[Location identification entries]
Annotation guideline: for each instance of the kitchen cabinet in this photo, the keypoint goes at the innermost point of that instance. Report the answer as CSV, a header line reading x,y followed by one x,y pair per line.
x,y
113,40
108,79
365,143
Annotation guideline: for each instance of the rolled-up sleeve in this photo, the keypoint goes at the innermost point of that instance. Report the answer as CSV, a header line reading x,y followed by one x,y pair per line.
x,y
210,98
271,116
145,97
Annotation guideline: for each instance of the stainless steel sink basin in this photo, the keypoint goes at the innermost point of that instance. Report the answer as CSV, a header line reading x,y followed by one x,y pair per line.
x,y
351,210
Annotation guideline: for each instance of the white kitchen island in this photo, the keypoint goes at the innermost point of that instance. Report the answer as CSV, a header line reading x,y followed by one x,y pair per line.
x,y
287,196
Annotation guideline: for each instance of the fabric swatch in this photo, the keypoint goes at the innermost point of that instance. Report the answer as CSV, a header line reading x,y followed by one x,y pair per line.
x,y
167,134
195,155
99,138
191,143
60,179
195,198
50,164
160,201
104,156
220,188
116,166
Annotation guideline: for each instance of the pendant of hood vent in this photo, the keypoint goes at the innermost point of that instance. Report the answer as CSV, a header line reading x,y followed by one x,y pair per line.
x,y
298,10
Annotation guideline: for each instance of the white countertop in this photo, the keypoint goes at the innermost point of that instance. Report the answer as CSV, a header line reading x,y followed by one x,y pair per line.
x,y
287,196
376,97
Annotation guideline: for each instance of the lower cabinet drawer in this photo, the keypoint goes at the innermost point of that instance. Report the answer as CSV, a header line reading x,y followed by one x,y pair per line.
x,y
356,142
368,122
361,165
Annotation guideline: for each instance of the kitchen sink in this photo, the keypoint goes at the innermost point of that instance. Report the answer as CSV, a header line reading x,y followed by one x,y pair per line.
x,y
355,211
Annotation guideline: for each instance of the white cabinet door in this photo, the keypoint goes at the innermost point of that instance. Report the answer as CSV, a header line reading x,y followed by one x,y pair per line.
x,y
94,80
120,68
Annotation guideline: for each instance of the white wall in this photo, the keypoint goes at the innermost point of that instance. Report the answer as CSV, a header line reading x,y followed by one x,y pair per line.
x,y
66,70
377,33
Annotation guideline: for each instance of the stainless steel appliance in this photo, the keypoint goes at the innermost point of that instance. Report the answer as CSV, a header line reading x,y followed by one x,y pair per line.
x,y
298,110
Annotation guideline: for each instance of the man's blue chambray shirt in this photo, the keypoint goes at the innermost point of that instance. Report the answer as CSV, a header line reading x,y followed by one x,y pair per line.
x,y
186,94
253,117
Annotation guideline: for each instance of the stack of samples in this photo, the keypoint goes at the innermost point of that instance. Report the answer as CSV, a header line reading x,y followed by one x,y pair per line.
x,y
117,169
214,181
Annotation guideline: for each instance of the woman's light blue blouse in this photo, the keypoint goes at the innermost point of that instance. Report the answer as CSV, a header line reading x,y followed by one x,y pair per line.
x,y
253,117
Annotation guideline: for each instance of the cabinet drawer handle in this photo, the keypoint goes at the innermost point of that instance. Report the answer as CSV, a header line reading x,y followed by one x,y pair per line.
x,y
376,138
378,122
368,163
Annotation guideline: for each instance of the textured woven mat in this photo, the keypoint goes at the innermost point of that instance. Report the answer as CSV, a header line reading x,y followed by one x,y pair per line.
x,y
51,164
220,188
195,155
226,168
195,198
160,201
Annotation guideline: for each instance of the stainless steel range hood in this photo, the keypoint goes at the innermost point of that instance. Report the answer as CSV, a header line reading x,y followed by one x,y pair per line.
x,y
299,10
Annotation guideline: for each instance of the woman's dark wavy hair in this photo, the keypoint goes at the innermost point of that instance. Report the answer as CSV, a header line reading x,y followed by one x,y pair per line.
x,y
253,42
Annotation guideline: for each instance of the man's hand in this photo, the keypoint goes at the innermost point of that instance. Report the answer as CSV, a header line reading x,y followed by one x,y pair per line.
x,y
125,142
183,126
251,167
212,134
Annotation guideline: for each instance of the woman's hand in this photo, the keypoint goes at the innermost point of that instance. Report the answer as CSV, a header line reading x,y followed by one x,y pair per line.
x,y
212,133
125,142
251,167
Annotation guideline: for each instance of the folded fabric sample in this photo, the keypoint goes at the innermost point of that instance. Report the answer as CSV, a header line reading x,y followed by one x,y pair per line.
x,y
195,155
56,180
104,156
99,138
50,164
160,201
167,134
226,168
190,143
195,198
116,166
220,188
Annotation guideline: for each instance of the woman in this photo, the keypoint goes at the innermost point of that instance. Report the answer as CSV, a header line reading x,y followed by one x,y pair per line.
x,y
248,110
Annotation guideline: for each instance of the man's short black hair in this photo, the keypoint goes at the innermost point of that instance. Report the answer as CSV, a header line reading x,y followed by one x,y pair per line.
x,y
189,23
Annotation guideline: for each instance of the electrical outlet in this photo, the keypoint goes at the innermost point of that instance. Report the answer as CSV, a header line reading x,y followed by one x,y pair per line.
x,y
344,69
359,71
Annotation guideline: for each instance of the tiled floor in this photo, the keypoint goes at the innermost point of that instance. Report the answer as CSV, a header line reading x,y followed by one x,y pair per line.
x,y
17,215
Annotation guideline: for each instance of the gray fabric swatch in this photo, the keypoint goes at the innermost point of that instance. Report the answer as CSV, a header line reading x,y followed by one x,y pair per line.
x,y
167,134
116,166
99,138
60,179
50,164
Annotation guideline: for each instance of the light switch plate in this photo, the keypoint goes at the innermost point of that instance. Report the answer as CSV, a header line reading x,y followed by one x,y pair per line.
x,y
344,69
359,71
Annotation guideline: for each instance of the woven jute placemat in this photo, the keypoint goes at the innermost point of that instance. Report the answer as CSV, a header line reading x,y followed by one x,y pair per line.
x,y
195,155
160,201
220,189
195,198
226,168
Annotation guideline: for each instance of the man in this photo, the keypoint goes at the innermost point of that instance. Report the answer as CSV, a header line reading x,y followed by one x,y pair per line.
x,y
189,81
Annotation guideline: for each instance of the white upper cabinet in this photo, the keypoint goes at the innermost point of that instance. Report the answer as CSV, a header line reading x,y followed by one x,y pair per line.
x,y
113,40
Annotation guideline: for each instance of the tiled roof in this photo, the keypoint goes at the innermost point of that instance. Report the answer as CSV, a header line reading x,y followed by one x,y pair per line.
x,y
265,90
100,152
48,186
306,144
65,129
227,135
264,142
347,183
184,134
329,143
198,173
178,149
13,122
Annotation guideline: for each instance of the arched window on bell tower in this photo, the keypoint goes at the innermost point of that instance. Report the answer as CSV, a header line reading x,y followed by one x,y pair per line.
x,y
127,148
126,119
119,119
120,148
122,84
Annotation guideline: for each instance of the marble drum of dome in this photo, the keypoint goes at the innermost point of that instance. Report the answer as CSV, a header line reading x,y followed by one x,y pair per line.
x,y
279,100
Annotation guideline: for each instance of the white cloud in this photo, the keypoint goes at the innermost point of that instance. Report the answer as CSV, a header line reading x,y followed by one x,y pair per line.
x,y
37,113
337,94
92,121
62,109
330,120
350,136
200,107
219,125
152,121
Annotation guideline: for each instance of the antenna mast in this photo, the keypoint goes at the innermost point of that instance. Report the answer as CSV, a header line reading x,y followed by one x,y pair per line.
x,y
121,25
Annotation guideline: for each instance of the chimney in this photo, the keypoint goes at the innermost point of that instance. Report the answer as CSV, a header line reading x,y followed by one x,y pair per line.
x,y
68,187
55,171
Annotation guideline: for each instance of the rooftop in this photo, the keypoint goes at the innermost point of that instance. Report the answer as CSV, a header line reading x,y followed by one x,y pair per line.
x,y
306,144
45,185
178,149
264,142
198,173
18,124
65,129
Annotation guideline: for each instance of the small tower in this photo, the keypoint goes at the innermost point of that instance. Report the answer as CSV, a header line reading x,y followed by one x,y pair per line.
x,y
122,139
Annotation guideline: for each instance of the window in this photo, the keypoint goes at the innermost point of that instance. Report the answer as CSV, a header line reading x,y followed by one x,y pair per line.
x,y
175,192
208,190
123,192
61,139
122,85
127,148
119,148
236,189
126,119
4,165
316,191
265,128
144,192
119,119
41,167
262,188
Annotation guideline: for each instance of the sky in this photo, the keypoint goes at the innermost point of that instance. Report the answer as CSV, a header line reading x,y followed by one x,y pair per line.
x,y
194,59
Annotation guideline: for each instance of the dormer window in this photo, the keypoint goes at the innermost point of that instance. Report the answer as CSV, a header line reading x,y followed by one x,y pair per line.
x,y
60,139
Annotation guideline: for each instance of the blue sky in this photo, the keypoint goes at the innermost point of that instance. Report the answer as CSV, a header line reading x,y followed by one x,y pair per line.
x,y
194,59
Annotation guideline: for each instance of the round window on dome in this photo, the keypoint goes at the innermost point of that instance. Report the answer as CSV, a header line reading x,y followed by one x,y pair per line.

● EXERCISE OBJECTIVE
Each line from the one containing "Annotation guideline: for each instance of the sky" to the final line of the entries above must be returned exactly, and no other line may appear.

● IN RESPONSE
Annotation guideline: for each instance of the sky in this photo, the keypoint goes at the innermost point of that instance. Report the answer as CSV, a header line reading x,y followed by one x,y pair per line.
x,y
194,59
Annotation guideline: for each instance of the dormer window in this photo, the keypoint goes at the innermost point of that instance. Report the answer as CSV, a header line reading x,y followed by one x,y pair per line.
x,y
60,139
Annotation guideline: for each instance of the blue sky in this photo, the keypoint goes at the innermost point of that instance. Report the answer as CSV, a header line reading x,y followed by one x,y pair per line.
x,y
194,59
Annotation guideline: for each instance of the round window on dome in this photo, the keypoint goes at the innermost point of that instance. Report the answer as CSV, a header line reading x,y followed by one x,y pair per line.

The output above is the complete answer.